(Point placement records)

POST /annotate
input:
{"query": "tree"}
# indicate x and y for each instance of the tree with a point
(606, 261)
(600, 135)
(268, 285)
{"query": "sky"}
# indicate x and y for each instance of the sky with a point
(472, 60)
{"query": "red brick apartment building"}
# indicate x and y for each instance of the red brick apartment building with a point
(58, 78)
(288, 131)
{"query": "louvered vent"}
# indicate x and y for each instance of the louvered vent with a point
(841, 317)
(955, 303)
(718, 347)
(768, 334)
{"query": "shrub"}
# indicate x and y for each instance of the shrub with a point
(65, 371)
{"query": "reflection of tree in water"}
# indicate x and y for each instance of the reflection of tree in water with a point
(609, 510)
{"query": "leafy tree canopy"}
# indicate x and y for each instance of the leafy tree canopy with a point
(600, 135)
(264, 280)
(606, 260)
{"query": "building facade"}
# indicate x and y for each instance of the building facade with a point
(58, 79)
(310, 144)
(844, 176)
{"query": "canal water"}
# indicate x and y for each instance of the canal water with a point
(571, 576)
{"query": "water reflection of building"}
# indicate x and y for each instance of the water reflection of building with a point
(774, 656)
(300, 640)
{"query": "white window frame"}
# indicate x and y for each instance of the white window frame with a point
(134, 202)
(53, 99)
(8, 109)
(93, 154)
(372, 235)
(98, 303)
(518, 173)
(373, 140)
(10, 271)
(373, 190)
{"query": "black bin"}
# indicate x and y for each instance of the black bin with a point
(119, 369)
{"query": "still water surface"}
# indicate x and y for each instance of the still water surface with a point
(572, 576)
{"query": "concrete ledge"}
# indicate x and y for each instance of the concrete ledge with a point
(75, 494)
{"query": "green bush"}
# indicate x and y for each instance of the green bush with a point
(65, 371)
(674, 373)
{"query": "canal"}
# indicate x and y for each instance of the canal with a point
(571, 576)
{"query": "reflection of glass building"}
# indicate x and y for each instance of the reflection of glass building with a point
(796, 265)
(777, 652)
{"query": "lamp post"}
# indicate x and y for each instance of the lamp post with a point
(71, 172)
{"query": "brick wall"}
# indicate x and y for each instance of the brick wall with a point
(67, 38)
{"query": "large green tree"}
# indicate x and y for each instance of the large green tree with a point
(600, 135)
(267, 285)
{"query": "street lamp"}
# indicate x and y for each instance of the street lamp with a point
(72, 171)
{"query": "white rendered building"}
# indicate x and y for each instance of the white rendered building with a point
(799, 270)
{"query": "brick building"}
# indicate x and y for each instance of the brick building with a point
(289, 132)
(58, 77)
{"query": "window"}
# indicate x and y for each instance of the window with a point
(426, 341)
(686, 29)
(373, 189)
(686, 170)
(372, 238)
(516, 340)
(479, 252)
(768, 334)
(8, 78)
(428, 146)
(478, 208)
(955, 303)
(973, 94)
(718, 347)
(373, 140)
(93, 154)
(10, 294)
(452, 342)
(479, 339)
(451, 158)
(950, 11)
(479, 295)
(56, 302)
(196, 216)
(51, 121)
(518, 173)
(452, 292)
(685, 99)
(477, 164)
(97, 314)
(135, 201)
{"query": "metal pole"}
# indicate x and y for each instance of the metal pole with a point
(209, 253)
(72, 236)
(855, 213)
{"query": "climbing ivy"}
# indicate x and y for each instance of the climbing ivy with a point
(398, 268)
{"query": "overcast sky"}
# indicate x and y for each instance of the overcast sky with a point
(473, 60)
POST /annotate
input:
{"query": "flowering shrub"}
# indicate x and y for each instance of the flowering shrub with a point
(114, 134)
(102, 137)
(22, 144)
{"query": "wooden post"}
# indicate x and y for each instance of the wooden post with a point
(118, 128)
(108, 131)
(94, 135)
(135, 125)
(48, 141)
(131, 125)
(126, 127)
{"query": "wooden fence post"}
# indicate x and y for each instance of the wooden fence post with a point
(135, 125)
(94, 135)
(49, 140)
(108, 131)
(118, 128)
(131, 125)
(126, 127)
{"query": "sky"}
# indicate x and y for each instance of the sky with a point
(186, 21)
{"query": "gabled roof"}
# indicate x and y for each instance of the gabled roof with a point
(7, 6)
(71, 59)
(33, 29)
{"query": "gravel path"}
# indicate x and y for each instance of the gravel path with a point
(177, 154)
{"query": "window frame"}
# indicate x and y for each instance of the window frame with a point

GIVEN EXERCISE
Retype the entries one by one, exactly.

SOLUTION TO THE EXERCISE
POST /annotate
input:
{"query": "tree"}
# indicate x and y for each instance of the tree with a point
(606, 261)
(600, 135)
(268, 285)
{"query": "sky"}
# indicate x and y for each instance of the sky with a point
(472, 60)
{"query": "red brick apartment building"}
# indicate x and y for each instance of the red brick apartment building with a point
(58, 78)
(288, 131)
{"query": "louvered vent"}
# indicate x and y for each instance of the louvered vent with a point
(841, 317)
(955, 303)
(718, 347)
(768, 334)
{"query": "shrub"}
# indicate x and y for each instance of the shrub with a point
(65, 371)
{"query": "reflection of tree in water"}
# indicate x and y for each instance of the reflection of tree in water with a point
(609, 510)
{"query": "leafy tree canopy"}
# indicate x and y for each instance of the leafy tree canopy with a point
(600, 135)
(264, 280)
(606, 260)
{"query": "building facade"}
# indicate x and y for each instance of the building facade with a point
(58, 79)
(310, 144)
(844, 176)
{"query": "canal water"}
# indicate x and y for each instance of the canal water with a point
(571, 576)
{"query": "water reflection of building"}
# indicate x and y for each instance of the water reflection of building with a point
(774, 656)
(300, 640)
{"query": "white window frame"}
# indicate x and y for each instance of the white window frame with a point
(134, 202)
(53, 99)
(8, 109)
(93, 154)
(372, 235)
(98, 303)
(518, 173)
(373, 140)
(10, 271)
(373, 190)
{"query": "black bin"}
# indicate x and y for each instance of the black bin with a point
(119, 369)
{"query": "still water surface"}
# indicate x and y for each instance of the still water surface with a point
(572, 576)
{"query": "concrete ledge"}
# indicate x and y for each instance of the concrete ledge with a point
(75, 494)
{"query": "green bush"}
# indicate x and y for each instance of the green bush with a point
(65, 371)
(674, 373)
{"query": "canal"}
# indicate x and y for each instance of the canal with a point
(571, 576)
{"query": "reflection of glass building"}
# indicate x and y for each instance of the reflection of glass building with a point
(796, 265)
(777, 652)
{"query": "lamp post"}
# indicate x and y for each instance of the lamp post with a point
(71, 172)
{"query": "brick wall"}
# indicate x and y for each instance of the brick wall with a point
(67, 38)
{"query": "large green tree"}
# indicate x and y for each instance of the large green tree with a point
(600, 135)
(267, 285)
{"query": "street lamp"}
# indicate x and y for each instance of the street lamp with a point
(72, 171)
{"query": "white rendered building"}
# indicate x and y for each instance of the white rendered building with a point
(799, 270)
{"query": "brick building"}
# indicate x and y for each instance of the brick building with a point
(289, 132)
(58, 77)
{"query": "window"}
# indicate x and y for each instance of the window with a point
(426, 341)
(686, 29)
(373, 189)
(686, 170)
(372, 238)
(516, 340)
(479, 252)
(768, 334)
(8, 78)
(428, 146)
(478, 208)
(955, 303)
(973, 94)
(718, 347)
(373, 140)
(93, 154)
(10, 294)
(452, 342)
(479, 339)
(451, 158)
(950, 11)
(479, 295)
(56, 302)
(196, 216)
(51, 121)
(518, 173)
(452, 292)
(685, 99)
(477, 164)
(97, 314)
(135, 201)
{"query": "metal pole"}
# indicate x and y for each instance of the metal pole with a point
(209, 253)
(72, 236)
(855, 213)
{"query": "climbing ivy"}
# indicate x and y for each instance of the climbing ivy with a point
(398, 268)
{"query": "overcast sky"}
# indicate x and y for each instance of the overcast sky with a point
(473, 60)
POST /annotate
input:
{"query": "flowering shrub"}
# indicate x and y for each instance of the flowering shrub with a point
(114, 134)
(102, 137)
(22, 144)
{"query": "wooden post"}
# indicate x and y for each instance of the wooden post with a point
(118, 128)
(108, 131)
(94, 135)
(135, 125)
(48, 141)
(131, 125)
(126, 127)
{"query": "wooden fence post"}
# indicate x and y for each instance of the wooden fence post with a point
(135, 125)
(94, 135)
(49, 140)
(108, 131)
(118, 128)
(131, 125)
(126, 127)
{"query": "sky"}
# indicate x and y for each instance of the sky with a point
(186, 21)
{"query": "gabled roof"}
# indicate x and y for each instance of the gabled roof with a point
(7, 6)
(71, 59)
(33, 29)
{"query": "gravel path"}
# indicate x and y for each instance of the gravel path with a point
(177, 154)
{"query": "window frame"}
# indicate x and y for each instance of the window frame with a point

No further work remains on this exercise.